YOUR TASK — Reproduce the entries exactly.

GIVEN INFORMATION —
»»
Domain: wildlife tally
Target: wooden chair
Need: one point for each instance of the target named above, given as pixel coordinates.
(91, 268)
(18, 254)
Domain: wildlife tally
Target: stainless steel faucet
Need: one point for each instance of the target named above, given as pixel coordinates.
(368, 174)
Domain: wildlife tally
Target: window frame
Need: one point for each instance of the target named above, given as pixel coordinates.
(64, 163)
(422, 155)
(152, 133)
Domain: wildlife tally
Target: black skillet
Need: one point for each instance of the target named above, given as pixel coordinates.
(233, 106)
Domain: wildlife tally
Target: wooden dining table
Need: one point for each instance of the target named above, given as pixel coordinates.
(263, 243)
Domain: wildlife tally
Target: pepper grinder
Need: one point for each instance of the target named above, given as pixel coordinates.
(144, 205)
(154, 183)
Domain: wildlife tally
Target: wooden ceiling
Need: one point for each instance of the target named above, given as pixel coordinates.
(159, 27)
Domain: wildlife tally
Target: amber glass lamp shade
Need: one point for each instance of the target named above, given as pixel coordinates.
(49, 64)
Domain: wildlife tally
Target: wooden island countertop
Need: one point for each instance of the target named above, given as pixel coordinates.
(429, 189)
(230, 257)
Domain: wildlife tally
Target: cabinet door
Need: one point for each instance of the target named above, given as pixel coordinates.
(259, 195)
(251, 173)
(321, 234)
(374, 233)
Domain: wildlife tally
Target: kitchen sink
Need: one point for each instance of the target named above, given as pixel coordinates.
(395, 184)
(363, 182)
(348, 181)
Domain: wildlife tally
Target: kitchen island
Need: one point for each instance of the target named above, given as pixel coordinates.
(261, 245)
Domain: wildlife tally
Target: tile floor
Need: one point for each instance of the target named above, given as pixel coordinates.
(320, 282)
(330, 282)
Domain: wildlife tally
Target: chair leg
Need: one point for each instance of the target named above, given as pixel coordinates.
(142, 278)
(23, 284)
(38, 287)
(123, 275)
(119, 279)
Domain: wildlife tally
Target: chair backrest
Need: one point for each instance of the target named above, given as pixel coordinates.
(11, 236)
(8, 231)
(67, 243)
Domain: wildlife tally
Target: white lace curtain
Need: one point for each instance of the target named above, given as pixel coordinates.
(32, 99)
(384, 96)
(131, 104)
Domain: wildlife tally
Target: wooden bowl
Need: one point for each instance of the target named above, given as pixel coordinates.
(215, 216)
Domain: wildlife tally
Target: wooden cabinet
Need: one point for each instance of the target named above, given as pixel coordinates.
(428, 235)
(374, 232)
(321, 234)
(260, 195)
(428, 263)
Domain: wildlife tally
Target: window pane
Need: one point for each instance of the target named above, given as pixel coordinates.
««
EXERCISE ANSWER —
Domain: wildlife tally
Target: wooden chair
Need: one point for each instance of the target named above, given as pixel coordinates.
(91, 268)
(18, 254)
Domain: wildlife tally
Target: stainless steel faucet
Need: one point for each instance of the target named above, given as pixel coordinates.
(368, 174)
Domain: wildlife tally
Target: window frame
Need: one point for each instance of the target named above, given as pixel coordinates.
(64, 163)
(422, 155)
(152, 133)
Domain: wildlife tally
Target: black skillet
Need: one point for each instance of the target named above, given as pixel coordinates.
(233, 106)
Domain: wildlife tally
Target: wooden dining table
Need: one point for each instance of the target named above, given as pixel coordinates.
(263, 243)
Domain: wildlife tally
Target: pepper grinder
Need: one point for each instance of the target named above, given as pixel coordinates.
(144, 205)
(154, 183)
Domain: wildlife tally
Target: wooden ceiling
Need: one point for each instance of the target named above, given as pixel coordinates.
(159, 27)
Domain: wildlife tally
Target: amber glass lamp shade
Need: one point for each instance of the target named above, given as pixel coordinates.
(49, 64)
Domain: wildlife tally
Target: wooden island countertop
Need: one point for each instance of the target named above, given as pixel coordinates.
(429, 189)
(230, 257)
Domain: wildlife tally
Target: cabinet door
Need: one point for each instance of the target named above, given as pixel coordinates.
(259, 195)
(251, 173)
(321, 234)
(374, 233)
Domain: wildlife tally
Target: kitchen sink
Need: one point for each instance of the target named above, given as pixel coordinates.
(395, 184)
(363, 182)
(348, 181)
Domain: wildlife tally
Target: kitchen island
Need: one point for each instance of the target named above, given as pixel coordinates.
(261, 245)
Domain: wildlife tally
Target: tile floor
Need: one point for each instance of the target named above, given as pixel coordinates.
(320, 282)
(330, 282)
Domain: wildlife tally
Target: chair leg
Need: one point for each instance of the target named above, given as pixel coordinates.
(142, 278)
(23, 284)
(38, 287)
(123, 275)
(119, 279)
Domain: wildlife tally
Target: chair backrest
Need: one point for each instance of the target named above, given as pixel coordinates.
(11, 236)
(8, 231)
(67, 243)
Domain: wildlife tally
Target: white lace curtain
Need: one point for each instance of the target named above, given as pixel coordinates.
(32, 99)
(384, 96)
(131, 104)
Domain: wildlife tally
Target: wooden bowl
Need: one point for each instance of the target named above, given as pixel coordinates.
(215, 216)
Domain: wildlife tally
Target: wooden cabinet
Need: one point for each instance of the target named above, given as pixel coordinates.
(428, 235)
(374, 232)
(321, 234)
(260, 195)
(428, 263)
Domain: wildlife tally
Target: window pane
Need: one point for each instance of the target named above, given as pixel coordinates.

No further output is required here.